==== DATA FOR PROCESSING
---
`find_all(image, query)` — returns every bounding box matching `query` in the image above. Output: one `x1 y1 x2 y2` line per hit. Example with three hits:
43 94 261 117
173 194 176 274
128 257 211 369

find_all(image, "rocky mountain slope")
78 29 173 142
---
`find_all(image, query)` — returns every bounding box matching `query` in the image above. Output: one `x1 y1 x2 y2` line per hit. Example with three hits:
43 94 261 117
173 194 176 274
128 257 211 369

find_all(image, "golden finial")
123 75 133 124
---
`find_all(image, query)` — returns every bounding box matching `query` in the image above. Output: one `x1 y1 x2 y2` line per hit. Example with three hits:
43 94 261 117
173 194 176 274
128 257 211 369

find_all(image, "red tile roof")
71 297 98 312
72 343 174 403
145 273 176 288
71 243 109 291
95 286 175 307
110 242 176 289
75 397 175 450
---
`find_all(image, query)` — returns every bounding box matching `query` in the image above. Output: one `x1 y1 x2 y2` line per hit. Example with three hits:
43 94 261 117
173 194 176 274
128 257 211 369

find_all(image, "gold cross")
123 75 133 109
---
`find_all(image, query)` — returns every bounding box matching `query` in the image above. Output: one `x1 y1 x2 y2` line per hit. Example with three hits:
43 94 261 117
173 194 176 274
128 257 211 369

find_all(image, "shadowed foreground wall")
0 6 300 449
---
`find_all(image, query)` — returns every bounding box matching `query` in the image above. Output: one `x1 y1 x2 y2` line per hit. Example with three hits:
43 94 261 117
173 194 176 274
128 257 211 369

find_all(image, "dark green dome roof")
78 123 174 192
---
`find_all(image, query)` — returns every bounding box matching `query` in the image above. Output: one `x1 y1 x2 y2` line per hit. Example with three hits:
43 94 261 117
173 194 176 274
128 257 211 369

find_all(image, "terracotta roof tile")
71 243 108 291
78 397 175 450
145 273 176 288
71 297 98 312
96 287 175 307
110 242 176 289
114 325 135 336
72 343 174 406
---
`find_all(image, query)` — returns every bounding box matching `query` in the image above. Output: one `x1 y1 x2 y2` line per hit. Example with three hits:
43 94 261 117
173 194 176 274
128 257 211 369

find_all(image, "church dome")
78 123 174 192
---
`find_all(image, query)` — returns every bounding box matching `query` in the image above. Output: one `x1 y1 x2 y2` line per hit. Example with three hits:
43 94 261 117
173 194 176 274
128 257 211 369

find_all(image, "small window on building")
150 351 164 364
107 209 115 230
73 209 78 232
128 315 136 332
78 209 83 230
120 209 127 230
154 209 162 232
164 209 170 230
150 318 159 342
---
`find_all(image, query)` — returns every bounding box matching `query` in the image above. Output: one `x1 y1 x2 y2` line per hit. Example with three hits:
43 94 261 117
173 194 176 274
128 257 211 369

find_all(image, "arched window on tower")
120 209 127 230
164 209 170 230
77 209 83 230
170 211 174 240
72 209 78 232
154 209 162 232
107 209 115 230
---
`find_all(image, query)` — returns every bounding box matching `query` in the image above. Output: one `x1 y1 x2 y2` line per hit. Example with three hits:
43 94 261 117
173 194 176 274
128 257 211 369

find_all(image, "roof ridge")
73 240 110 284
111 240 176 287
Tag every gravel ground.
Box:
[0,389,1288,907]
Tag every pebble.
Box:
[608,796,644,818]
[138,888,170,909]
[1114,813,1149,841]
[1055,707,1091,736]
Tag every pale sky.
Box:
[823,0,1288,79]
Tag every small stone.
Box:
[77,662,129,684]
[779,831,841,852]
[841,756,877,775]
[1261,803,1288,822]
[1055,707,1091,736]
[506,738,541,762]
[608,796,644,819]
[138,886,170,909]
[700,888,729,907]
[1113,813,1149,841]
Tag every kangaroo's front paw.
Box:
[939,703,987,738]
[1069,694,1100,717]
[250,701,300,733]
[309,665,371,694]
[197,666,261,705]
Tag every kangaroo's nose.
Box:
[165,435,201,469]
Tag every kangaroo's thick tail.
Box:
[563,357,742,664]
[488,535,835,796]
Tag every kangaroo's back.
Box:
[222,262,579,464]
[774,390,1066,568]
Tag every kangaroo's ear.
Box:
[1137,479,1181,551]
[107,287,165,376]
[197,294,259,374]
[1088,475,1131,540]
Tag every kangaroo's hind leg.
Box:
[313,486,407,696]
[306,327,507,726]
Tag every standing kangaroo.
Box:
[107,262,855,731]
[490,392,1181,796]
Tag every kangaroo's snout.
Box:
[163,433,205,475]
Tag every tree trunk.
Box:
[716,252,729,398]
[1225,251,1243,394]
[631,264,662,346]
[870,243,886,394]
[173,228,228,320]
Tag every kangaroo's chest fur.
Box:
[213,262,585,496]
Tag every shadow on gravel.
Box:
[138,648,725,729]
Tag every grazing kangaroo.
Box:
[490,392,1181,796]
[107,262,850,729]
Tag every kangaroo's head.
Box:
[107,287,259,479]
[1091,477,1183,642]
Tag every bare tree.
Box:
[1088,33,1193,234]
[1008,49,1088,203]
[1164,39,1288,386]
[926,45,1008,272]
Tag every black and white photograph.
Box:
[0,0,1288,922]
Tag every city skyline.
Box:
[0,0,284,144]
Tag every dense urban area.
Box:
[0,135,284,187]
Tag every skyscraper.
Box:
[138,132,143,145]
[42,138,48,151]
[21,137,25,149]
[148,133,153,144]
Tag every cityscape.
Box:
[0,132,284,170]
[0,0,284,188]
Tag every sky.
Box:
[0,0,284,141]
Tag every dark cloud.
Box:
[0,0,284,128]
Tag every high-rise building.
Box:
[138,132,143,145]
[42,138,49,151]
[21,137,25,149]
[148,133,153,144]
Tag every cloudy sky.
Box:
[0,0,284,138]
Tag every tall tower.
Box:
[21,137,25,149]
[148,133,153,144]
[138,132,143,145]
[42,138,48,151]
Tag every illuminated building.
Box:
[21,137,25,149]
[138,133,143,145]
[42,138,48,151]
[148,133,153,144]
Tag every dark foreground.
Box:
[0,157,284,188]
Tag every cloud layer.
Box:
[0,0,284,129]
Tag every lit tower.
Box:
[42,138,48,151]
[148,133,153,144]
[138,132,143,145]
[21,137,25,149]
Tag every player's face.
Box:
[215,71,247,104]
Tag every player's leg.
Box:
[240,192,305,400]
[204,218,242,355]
========
# WHAT IS ASKED
Can you copy the data exactly, from its first line through the line holding "123 75 133 124", inclusive?

# TASK RESPONSE
---
`find_all(image, query)` — returns every bounding box matching `query` in the image above. Output: one `x1 y1 x2 y2` line per hit. Example with three hits:
43 94 261 117
173 194 176 274
128 257 211 369

find_all(image, "rocky mountain slope")
78 29 173 142
---
`find_all(image, query)` — returns every bounding box matching `query` in the image above. Output: one `x1 y1 x2 y2` line per hit. Example with three hits:
43 94 261 117
173 194 176 274
128 257 211 369

find_all(image, "golden finial")
123 75 133 124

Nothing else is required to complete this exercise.